● **What is needed**
Please rewrite the items beginning at the line containing "Give the outline of every instance of the porch" and ending after the line containing "96), (173, 94)]", keeping the request wording and shifting every coordinate in the answers by adding 39.

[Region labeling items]
###

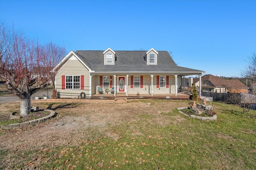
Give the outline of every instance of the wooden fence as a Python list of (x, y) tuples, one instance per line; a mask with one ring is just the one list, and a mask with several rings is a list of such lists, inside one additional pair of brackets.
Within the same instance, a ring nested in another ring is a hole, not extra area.
[(215, 101), (228, 103), (256, 104), (256, 96), (247, 93), (222, 93), (202, 92), (202, 96), (212, 97)]

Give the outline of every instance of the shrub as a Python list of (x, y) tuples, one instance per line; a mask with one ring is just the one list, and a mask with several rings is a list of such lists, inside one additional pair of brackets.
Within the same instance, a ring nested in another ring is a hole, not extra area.
[(196, 84), (194, 84), (193, 86), (193, 93), (192, 94), (192, 100), (197, 101), (197, 92), (196, 92)]
[(52, 96), (53, 99), (58, 99), (58, 92), (56, 89), (53, 89), (52, 90)]

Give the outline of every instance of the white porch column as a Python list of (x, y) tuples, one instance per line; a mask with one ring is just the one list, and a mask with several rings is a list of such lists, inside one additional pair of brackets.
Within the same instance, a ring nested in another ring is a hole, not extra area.
[(116, 96), (116, 74), (114, 74), (114, 96)]
[(91, 74), (91, 73), (90, 73), (90, 78), (89, 80), (89, 96), (90, 98), (92, 97), (92, 75)]
[(153, 76), (154, 75), (150, 75), (151, 76), (151, 96), (153, 96)]
[(177, 75), (174, 75), (175, 76), (175, 96), (177, 96), (178, 93), (178, 85), (177, 85)]
[(129, 75), (126, 74), (126, 96), (128, 96), (128, 76)]
[(199, 74), (199, 95), (200, 99), (202, 99), (202, 74)]

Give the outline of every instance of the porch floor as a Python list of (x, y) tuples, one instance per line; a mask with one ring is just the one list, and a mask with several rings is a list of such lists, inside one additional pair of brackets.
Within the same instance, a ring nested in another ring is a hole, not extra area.
[(154, 94), (151, 96), (150, 94), (140, 94), (137, 95), (136, 94), (128, 94), (128, 96), (126, 96), (126, 93), (118, 93), (115, 96), (114, 94), (96, 94), (92, 95), (93, 98), (126, 98), (129, 99), (173, 99), (176, 100), (188, 100), (189, 99), (190, 95), (183, 93), (178, 93), (177, 96), (173, 94)]

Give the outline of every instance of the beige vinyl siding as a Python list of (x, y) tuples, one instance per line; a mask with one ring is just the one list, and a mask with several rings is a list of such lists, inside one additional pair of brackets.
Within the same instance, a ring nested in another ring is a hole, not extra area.
[[(155, 54), (155, 63), (149, 63), (149, 54)], [(147, 55), (147, 64), (148, 65), (156, 65), (157, 64), (157, 54), (155, 53), (153, 50), (151, 51)]]
[[(112, 63), (107, 63), (107, 54), (112, 54)], [(104, 54), (104, 63), (105, 65), (113, 65), (115, 63), (114, 59), (115, 55), (110, 50), (108, 50), (107, 52)]]
[[(97, 93), (97, 90), (98, 90), (98, 87), (100, 87), (100, 76), (112, 76), (112, 85), (114, 86), (114, 76), (113, 75), (111, 75), (111, 74), (102, 74), (102, 75), (96, 75), (95, 76), (95, 78), (94, 78), (94, 87), (95, 88), (95, 94), (96, 94)], [(103, 88), (104, 89), (105, 89), (107, 88)], [(110, 90), (111, 90), (112, 88), (108, 88)]]
[(96, 76), (92, 77), (92, 95), (95, 94), (96, 92), (96, 87), (95, 86), (95, 77)]
[(131, 88), (131, 76), (128, 76), (128, 93), (129, 94), (137, 94), (138, 92), (140, 94), (149, 94), (151, 92), (151, 89), (150, 89), (150, 87), (151, 85), (151, 76), (148, 75), (134, 75), (133, 76), (143, 76), (143, 88), (134, 87)]
[[(62, 89), (62, 76), (84, 76), (84, 89)], [(90, 75), (89, 70), (74, 56), (71, 57), (61, 66), (56, 75), (56, 88), (60, 92), (60, 97), (78, 98), (81, 92), (85, 93), (89, 96), (90, 86)]]
[[(165, 93), (175, 94), (175, 76), (173, 75), (165, 75), (169, 76), (169, 88), (161, 87), (156, 88), (157, 76), (161, 76), (162, 75), (156, 75), (153, 77), (153, 95), (155, 94), (163, 94)], [(151, 82), (151, 81), (150, 81)], [(151, 93), (151, 91), (150, 91)]]

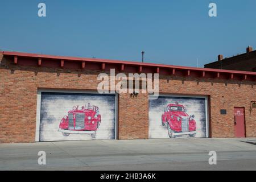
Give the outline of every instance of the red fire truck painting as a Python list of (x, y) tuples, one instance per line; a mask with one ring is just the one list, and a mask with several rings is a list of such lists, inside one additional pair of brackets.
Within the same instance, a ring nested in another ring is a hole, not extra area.
[(166, 126), (170, 138), (176, 135), (196, 135), (196, 123), (195, 115), (188, 115), (186, 109), (177, 102), (167, 105), (162, 115), (162, 125)]
[(79, 106), (73, 107), (68, 111), (68, 115), (62, 118), (59, 125), (59, 131), (65, 136), (70, 134), (90, 134), (92, 138), (96, 138), (96, 131), (101, 122), (98, 107), (88, 105), (79, 109)]

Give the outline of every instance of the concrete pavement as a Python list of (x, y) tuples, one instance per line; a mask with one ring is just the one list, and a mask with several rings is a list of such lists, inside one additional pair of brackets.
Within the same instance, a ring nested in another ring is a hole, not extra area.
[[(209, 151), (217, 152), (209, 165)], [(38, 153), (46, 152), (46, 165)], [(0, 170), (256, 170), (256, 138), (0, 144)]]

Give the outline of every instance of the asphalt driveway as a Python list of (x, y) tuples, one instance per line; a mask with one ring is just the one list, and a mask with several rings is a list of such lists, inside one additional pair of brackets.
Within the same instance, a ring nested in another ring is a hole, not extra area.
[[(46, 165), (38, 163), (40, 151)], [(256, 170), (256, 138), (0, 144), (0, 170)]]

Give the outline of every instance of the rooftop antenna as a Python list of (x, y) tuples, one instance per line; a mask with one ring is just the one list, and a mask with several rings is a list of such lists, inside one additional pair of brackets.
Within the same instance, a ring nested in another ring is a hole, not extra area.
[(142, 55), (142, 63), (144, 63), (144, 53), (145, 52), (144, 51), (142, 51), (142, 52), (141, 52)]
[(198, 68), (198, 58), (196, 59), (196, 67)]

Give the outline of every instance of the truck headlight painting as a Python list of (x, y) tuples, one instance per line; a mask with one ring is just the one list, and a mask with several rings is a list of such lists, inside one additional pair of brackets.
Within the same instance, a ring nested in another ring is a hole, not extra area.
[(149, 137), (208, 137), (207, 100), (177, 96), (149, 100)]
[(41, 102), (40, 141), (115, 138), (115, 95), (42, 92)]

###

● **Solution to this task**
Give the outline of every instance of the porch floor as a Python list of (x, y) tuples, one instance per line; a mask with one ring is just the one list, and a mask with several rings is a list of such lists, inside one additional pair of brackets.
Within the same instance, a ring nested in another ring is a hole, not extra area.
[(193, 133), (190, 135), (189, 133), (179, 133), (176, 134), (175, 133), (167, 133), (167, 135), (165, 135), (165, 132), (157, 132), (154, 135), (153, 133), (135, 133), (131, 134), (132, 137), (165, 137), (168, 138), (212, 138), (215, 139), (227, 139), (228, 138), (229, 134), (222, 132), (217, 132), (216, 135), (212, 133)]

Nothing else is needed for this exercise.